TRECHO DO DOCUMENTO ->
----------------
É óbvio que o “prospecto” da nova cidade, esculpido nas estelas fronteiriças, está profundamente preocupado em descrever as provisões que seriam feitas para o rei, sua família imediata, o deus Aton e aqueles funcionários religiosos que estavam envolvidos com o culto. É igualmente óbvio que ignora completamente as necessidades da vasta maioria da população de Amarna, pessoas que teriam sido transferidas (possivelmente contra a vontade) de seus lares para habitar a nova cidade. (158)

Uma vez que Akhenaton transferiu sua capital para Akhetaton, ele concentrou sua atenção na veneração a Aton e, cada vez mais, deixou de lado os assuntos de estado, bem como as condições de vida além dos limites da cidade, num país que estava caindo em declínio.

O Reinado de Akhenaton e as Cartas de Amarna

As Cartas de Amarna são tabuinhas cuneiformes descobertas em Akhetaton em 1887, por uma mulher local que cavava em busca de adubo. São correspondências entre reis do Egito e de nações estrangeiras, bem como documentos oficiais do período. A maioria destas cartas demonstra que Akhenaton se comportava como um administrador capaz quando a situação lhe interessava pessoalmente, mas, à medida que transcorria seu reinado, ele se importava menos e menos pelas responsabilidades reais.
----------------
Linhas de uma fonte de dados
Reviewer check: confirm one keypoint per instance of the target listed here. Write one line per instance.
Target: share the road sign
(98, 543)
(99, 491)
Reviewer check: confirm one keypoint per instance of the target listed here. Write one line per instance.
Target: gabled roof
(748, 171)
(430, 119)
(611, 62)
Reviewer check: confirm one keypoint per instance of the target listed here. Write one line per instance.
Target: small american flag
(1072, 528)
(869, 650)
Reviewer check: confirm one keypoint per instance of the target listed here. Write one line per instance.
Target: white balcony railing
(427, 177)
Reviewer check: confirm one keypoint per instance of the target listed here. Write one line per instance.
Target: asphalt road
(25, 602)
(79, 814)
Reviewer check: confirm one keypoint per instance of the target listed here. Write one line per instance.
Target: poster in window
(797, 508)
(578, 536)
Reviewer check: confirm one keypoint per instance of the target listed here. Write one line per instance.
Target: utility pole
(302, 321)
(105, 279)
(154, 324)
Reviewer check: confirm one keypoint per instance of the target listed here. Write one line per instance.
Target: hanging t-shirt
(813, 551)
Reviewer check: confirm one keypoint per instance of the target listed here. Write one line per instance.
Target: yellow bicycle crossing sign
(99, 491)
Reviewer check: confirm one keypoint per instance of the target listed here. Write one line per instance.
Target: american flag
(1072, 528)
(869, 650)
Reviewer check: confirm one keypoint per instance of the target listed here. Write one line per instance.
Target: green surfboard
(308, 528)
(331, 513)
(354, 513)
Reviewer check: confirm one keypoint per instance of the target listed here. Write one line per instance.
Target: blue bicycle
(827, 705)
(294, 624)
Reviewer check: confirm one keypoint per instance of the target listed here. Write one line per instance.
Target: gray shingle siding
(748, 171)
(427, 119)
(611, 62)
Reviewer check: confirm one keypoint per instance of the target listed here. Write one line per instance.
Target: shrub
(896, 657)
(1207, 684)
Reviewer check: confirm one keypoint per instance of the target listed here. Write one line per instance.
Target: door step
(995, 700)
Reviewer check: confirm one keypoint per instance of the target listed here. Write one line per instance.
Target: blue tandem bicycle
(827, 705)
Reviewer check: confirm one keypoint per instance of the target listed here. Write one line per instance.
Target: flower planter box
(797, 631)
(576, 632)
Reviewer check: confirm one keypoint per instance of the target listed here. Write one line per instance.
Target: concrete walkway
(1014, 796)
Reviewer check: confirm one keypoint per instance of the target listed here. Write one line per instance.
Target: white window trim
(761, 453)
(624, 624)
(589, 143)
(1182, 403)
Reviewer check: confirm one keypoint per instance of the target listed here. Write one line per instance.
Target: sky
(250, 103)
----------------
O QUE FAZER -> Prossiga com o texto sobre Akhenaton a partir do ponto em que ele termina. As linhas não têm nenhuma relação com o texto sobre Akhenaton.

RESULTADO DA TAREFA ->
Em uma carta, ele repreende fortemente o governante estrangeiro Abdi-Asirta (também conhecido como Aziru) por suas ações contra o rei de Biblos, Ribaddi (ou Rib-Hadda) – que foi morto – e sua amizade com os hititas, na época inimigos do Egito. Isso sem dúvida tinha mais a ver com seu desejo de manter boas relações com os estados situados entre o Egito e a Terra de Hatti – Canaã e Síria, por exemplo, que estavam sob influência de Abdi-Asirta – do que por qualquer senso de justiça pela morte de Ribaddi e a conquista de Biblos.

As Cartas de Amarna

Também não resta dúvida de que sua atenção ao problema servia aos interesses do estado mas, como outras questões similares foram ignoradas, parece que ele só tratava das questões que o afetavam pessoalmente. Akhenaton ordenou que Abdi-Asirta fosse levado ao Egito e o aprisionou durante um ano, até que os avanços hititas ao norte forçaram sua libertação, mas parece haver uma marcante diferença entre as cartas lidando com esta situação e outras correspondências em problemas semelhantes.

Embora haja exemplos como este, no qual Akhenaton trata de assuntos de estado, existem muitos mais trazendo evidências de seu desinteresse por qualquer coisa que não fossem suas reformas religiosas e a vida no palácio. Deve ser observado, porém, que este é um ponto com frequência – e ardentemente – debatido entre acadêmicos nos tempos modernos, como de resto ocorre com todo o assim chamado Período de Amarna do governo de Akhenaton. Com referência a isso, Dr. Zahi Hawass escreve:

Escreveu-se mais sobre este período da história egípcia do que qualquer outro, e sabe-se que estudiosos têm brigado, ou pelo menos levados a episódios flagrantes de indelicadeza, sobre suas opiniões conflitantes. (35)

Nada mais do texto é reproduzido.